Copy the items from the first line through the line holding "[555,27,667,204]", inclusive, swapping "rusted" for "corroded" and leaving everything else unchanged. Give only those lines.

• Records from a data source:
▼▼▼
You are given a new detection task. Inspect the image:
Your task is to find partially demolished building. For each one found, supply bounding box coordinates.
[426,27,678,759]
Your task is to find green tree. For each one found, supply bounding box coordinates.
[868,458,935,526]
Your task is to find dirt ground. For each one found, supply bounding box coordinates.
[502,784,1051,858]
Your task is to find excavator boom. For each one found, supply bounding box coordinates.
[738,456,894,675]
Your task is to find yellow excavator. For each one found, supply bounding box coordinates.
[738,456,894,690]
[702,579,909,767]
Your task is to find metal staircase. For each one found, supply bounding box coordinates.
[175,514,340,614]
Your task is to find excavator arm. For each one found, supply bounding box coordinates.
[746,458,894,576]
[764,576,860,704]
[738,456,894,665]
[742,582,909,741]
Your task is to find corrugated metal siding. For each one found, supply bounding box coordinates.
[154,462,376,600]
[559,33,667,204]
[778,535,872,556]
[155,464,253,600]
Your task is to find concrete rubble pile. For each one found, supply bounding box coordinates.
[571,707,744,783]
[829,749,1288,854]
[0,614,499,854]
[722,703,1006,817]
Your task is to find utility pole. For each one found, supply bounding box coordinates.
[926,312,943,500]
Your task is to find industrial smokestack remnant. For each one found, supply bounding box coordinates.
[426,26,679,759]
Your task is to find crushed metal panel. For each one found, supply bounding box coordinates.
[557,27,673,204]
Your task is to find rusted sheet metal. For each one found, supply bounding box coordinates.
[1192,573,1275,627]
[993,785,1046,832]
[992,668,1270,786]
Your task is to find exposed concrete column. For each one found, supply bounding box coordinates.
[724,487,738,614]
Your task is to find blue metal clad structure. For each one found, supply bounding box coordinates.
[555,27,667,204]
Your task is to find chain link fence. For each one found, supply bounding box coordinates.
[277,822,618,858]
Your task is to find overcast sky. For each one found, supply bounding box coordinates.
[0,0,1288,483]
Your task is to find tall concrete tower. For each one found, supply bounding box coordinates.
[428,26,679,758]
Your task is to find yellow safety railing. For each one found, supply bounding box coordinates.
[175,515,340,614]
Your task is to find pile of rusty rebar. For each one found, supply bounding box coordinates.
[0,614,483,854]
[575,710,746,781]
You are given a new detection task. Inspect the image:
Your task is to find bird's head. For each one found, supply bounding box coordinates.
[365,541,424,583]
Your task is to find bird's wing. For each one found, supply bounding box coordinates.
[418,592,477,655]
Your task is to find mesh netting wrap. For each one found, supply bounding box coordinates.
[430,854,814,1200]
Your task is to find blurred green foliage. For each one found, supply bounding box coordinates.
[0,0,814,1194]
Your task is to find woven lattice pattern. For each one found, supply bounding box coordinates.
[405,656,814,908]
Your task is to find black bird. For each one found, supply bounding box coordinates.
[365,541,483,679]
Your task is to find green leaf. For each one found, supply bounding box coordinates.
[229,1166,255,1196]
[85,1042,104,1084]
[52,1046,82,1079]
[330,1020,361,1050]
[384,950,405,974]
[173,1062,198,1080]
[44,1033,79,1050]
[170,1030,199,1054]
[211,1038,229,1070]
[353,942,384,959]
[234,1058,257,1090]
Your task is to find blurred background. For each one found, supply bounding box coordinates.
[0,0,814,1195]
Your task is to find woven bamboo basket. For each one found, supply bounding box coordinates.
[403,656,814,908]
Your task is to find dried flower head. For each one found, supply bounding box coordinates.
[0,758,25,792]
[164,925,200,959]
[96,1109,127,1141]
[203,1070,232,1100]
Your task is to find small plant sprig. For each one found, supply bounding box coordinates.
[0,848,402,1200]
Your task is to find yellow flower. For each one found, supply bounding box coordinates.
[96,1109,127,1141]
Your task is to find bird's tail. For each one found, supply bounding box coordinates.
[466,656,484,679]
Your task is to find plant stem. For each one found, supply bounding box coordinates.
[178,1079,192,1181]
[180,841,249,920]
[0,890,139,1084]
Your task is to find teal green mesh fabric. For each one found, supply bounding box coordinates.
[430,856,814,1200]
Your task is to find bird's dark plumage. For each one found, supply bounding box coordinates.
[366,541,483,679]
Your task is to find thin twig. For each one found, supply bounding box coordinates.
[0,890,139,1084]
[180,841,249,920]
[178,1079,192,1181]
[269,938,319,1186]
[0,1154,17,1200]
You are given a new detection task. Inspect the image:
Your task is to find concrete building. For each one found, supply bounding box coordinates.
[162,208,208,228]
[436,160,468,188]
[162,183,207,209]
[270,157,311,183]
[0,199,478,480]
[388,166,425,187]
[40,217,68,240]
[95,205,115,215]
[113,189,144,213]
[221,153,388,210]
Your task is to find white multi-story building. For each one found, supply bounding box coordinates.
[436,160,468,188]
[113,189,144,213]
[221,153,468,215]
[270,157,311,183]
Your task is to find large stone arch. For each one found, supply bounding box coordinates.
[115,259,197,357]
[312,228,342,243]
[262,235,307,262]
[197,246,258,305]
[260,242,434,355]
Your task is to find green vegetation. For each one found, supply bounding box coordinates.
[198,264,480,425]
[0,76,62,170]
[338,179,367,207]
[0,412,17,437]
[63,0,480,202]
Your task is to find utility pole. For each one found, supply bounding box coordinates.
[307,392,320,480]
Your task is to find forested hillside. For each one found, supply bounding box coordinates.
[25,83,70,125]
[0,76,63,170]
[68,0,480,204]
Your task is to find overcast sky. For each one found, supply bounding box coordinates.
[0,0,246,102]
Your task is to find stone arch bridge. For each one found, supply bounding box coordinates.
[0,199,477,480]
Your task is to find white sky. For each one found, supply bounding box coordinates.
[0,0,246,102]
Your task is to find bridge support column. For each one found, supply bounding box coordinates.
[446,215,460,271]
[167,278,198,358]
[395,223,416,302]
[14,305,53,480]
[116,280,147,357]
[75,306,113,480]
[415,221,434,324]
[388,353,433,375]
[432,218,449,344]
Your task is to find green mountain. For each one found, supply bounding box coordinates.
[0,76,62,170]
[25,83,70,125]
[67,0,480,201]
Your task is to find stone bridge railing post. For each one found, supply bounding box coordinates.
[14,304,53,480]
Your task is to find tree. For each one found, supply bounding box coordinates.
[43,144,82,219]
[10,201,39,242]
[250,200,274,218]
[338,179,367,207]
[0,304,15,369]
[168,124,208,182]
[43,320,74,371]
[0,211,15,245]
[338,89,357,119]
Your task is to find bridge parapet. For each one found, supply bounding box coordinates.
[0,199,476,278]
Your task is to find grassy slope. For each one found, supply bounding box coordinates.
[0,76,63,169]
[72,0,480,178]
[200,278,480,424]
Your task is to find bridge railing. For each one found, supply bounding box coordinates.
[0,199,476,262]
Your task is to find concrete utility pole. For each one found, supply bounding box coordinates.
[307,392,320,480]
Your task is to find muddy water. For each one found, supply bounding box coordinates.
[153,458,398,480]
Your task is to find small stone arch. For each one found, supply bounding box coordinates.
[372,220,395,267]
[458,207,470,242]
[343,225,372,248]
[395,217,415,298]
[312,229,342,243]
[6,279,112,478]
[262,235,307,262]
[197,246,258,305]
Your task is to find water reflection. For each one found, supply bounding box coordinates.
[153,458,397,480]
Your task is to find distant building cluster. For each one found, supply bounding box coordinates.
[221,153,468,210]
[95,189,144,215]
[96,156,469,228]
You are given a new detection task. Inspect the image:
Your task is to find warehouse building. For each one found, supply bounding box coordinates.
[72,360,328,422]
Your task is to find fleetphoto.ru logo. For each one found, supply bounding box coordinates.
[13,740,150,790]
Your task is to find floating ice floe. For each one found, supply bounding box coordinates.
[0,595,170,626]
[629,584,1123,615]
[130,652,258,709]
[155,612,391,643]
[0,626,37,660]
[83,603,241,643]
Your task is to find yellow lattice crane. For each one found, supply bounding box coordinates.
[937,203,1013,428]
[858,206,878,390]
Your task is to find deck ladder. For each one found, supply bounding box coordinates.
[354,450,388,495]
▲▲▲
• CORRECT RESPONSE:
You are given a new detection task. Inspect the image:
Your task is to find partially demolished building. For each one found, supply bounding box coordinates.
[426,27,678,759]
Your task is to find green tree. For each one found, supply bounding box coordinates.
[868,458,935,526]
Your task is to find dirt ground. For each one found, supply bounding box coordinates.
[502,784,1051,858]
Your task is to find excavator boom. For each one found, supply bounding box coordinates.
[738,456,894,675]
Your task is to find yellow excavator. For each one found, supply bounding box coordinates.
[738,456,894,690]
[702,579,909,767]
Your task is to find metal staircase. For each one found, supply bounding box coordinates.
[175,514,340,614]
Your task is to find excavator arm. For each one found, supply bounding box coordinates.
[746,458,894,576]
[764,576,860,704]
[738,456,894,665]
[742,582,909,741]
Your task is to find corrugated metal siding. For each one found, supply bounding box coordinates.
[154,462,376,600]
[559,33,667,204]
[778,535,872,556]
[155,464,253,600]
Your task is to find concrete rubble pile. For each one found, supply bounding box coordinates.
[571,707,744,783]
[829,749,1288,854]
[0,614,499,854]
[722,703,1006,817]
Your task is to find utility pole. For each one found, supply bounding box coordinates.
[926,312,943,500]
Your task is to find industrial smokestack remnant. For each one found, supply bounding box coordinates.
[426,26,679,759]
Your task is to find crushed metal panel. For each one found, supply bounding box coordinates.
[557,27,673,204]
Your task is to find corroded sheet metal. For each one found, supply bounding box coordinates.
[1192,573,1275,627]
[993,785,1046,832]
[992,668,1270,786]
Your task is to find exposed concrete column. For each one found, supply bounding box coordinates.
[724,487,738,614]
Your task is to find blue metal clad structure. For each one found, supply bounding box coordinates.
[555,27,667,204]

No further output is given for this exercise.